::: SUPPLIED INFORMATION :::
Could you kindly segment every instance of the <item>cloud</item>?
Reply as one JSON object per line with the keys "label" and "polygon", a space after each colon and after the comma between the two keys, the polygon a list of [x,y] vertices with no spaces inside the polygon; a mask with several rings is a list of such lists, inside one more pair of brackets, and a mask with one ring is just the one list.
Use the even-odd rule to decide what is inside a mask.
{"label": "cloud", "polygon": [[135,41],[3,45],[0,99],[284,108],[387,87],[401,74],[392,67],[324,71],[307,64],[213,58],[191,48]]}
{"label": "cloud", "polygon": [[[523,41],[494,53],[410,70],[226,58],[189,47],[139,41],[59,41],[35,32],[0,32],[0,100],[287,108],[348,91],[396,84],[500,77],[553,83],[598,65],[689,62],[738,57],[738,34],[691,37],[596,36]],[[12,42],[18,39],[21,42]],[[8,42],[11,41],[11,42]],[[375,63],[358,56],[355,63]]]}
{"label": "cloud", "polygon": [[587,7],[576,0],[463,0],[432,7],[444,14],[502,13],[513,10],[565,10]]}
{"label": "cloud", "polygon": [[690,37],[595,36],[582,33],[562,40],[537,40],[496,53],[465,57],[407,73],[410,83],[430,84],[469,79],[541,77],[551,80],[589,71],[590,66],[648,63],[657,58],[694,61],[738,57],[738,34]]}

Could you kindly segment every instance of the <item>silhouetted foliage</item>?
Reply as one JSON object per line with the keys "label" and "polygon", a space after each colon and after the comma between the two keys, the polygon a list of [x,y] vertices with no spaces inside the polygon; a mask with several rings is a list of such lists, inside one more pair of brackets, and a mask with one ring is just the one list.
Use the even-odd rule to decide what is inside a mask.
:::
::: SUPPLIED INFORMATION :::
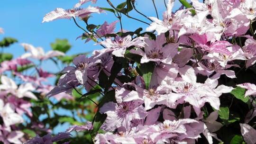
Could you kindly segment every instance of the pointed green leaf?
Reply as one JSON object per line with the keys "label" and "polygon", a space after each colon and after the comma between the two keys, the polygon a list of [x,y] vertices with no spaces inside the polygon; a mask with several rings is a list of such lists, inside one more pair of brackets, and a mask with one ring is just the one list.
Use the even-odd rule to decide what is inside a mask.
:::
::: SUPPLIED INFORMATION :::
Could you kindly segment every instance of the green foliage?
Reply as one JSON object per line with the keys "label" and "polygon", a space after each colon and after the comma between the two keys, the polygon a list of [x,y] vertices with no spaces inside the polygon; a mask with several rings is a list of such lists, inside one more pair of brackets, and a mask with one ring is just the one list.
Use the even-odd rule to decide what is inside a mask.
:::
TASK GOAL — Find each line in the data above that contains the word "kindly" and copy it out, treating uppercase and lowercase letters as different.

OUTPUT —
Could you kindly segment every instance of the <item>cloud</item>?
Could you kindly segment every instance of the <item>silhouetted foliage</item>?
Could you kindly segment every instance of the pointed green leaf?
Could you kindly segment every instance of the green foliage?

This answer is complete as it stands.